## CHALLENGE
In the column about Alex Rodriguez below, how many Facebook "Likes" did the "Poker Face" piece get?
-- START OF PROVIDED PASSAGE --
Or, just write about A-Rod.

Alex Rodriguez – with a proper nod to LeBron James – is the most polarizing athlete in America. (I considered the mouthy NFL wideouts, Chad Ochocinco and Terrell Owens, but they're long past their primes and never won anything. LeBron is the only one in A-Rod's stratosphere.)

I could pour my soul into a piece about a soldier, who, after losing his leg, hops ten miles with his injured brother draped on his back and drops him on a cot at the local, makeshift triage, saving his life. And I'd get three hits with two comments.

Yet if Alex Rodriguez is spotted sipping a latte in Eugene, Oregon, the world goes wild. What's he doing in Eugene? Is he going back to the Mariners? Maybe he's got his gumar over there.

Only A-Rod creates more headlines while on the DL than any other player in pristine condition. The latest, drama, of course, was over his possible link to an illegal poker game with stars of equal heft, from Leonardo DiCaprio to Spider Man.

Indeed, I wrote an ardent missive on the Yankees – Red Sox rivalry this week and got 107 Facebook "Likes" near my byline, 12 comments under the column, and 12 more on WFAN's Facebook page, and 0 comments on my personal Facebook page. Remember: 107 and 24 comments.

My A-Rod column (Poker Face) from last Friday, got 151 "Likes" and 16 comments under the column, 19 comments on WFAN's Facebook page, and 36 on my personal Facebook page. Remember: 151 likes and 72 comments versus 107 and 24. There are many examples of this, but you get my proverbial drift.

I hate the Red Sox more than any group short of a terrorist organization. I hate New England, from Ben Affleck to their accents to their attitudes. I drove a tractor-trailer for three years, and if any of my New York brethren wore any Yankees paraphernalia while delivering goods to a warehouse in Boston and beyond, they were guaranteed a three-hour delay once they arrived. Thus, their noon appointment became 3 p.m. "We've just go no doors open," they'd say, meaning no open space for us to back our trucks into so they may unload the freight intended for them. There were many spaces open, of course, but they closed the moment we wore a Bernie Williams jersey.

I've been told Fenway is an essential place for every baseball fan to visit. I refuse. I'd get hives near Harvard. The point is that my piece lacked no passion. You just flock to an A-Rod report, and I'd love to know why.

My buddy took a picture of me standing next to A-Rod's visage on the side of a phone booth (yes, they still make those), with A-Rod clad in his $2,000 gray sweater with the lapels of a blue-green shirt sprouting from his collar, arms folded across his massive chest, left hand clutching some nutritional beverage, looking his Fred MacMurray, pastoral best. Doesn't work. A-Rod being Alex just doesn't feel right. Yet an innocuous and silly picture on an arbitrary Manhattan corner got 25 comments on my Facebook page. I posted a comment about the Dow Jones collapsing worse than the Miami Heat and got 0 comments.
-- END OF PROVIDED PASSAGE --
-- START OF PROVIDED RECORDS --
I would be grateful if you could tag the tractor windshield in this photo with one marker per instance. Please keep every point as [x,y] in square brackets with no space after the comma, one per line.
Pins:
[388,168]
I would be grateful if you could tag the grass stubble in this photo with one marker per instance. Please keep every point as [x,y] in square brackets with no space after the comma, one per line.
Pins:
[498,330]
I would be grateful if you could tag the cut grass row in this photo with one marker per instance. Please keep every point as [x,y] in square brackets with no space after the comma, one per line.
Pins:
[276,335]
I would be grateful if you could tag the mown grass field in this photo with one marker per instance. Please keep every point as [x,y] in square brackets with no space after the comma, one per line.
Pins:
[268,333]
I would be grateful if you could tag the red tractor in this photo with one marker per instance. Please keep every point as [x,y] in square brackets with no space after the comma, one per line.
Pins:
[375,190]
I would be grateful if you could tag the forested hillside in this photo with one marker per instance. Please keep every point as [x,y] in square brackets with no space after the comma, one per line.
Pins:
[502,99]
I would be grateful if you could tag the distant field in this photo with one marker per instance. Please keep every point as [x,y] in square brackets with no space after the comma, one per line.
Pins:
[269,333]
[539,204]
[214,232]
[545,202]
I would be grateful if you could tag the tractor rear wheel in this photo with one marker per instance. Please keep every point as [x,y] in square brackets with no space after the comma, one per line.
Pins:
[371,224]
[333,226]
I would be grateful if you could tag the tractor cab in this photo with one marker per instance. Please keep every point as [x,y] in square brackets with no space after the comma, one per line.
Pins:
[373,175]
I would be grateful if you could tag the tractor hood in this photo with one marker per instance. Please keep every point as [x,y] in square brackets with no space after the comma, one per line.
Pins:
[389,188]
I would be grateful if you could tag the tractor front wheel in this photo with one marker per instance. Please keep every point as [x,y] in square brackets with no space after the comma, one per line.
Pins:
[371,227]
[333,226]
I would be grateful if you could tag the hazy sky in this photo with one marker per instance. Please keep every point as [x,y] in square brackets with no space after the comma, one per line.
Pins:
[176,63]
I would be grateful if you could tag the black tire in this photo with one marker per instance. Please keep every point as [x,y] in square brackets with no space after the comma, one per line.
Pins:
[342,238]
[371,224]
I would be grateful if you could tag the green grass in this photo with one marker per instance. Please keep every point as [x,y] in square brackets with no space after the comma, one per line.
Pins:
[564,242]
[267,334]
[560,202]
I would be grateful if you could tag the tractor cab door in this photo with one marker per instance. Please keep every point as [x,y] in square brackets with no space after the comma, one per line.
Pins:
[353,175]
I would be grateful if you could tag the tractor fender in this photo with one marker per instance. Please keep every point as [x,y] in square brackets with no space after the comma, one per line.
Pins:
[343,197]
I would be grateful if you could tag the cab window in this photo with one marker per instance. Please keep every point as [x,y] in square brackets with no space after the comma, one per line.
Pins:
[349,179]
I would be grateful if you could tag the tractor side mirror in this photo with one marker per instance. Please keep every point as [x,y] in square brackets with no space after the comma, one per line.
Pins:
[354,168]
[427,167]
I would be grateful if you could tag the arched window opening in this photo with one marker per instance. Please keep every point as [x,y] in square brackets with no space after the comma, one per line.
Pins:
-- END OF PROVIDED RECORDS --
## WORKED ANSWER
151 "Likes."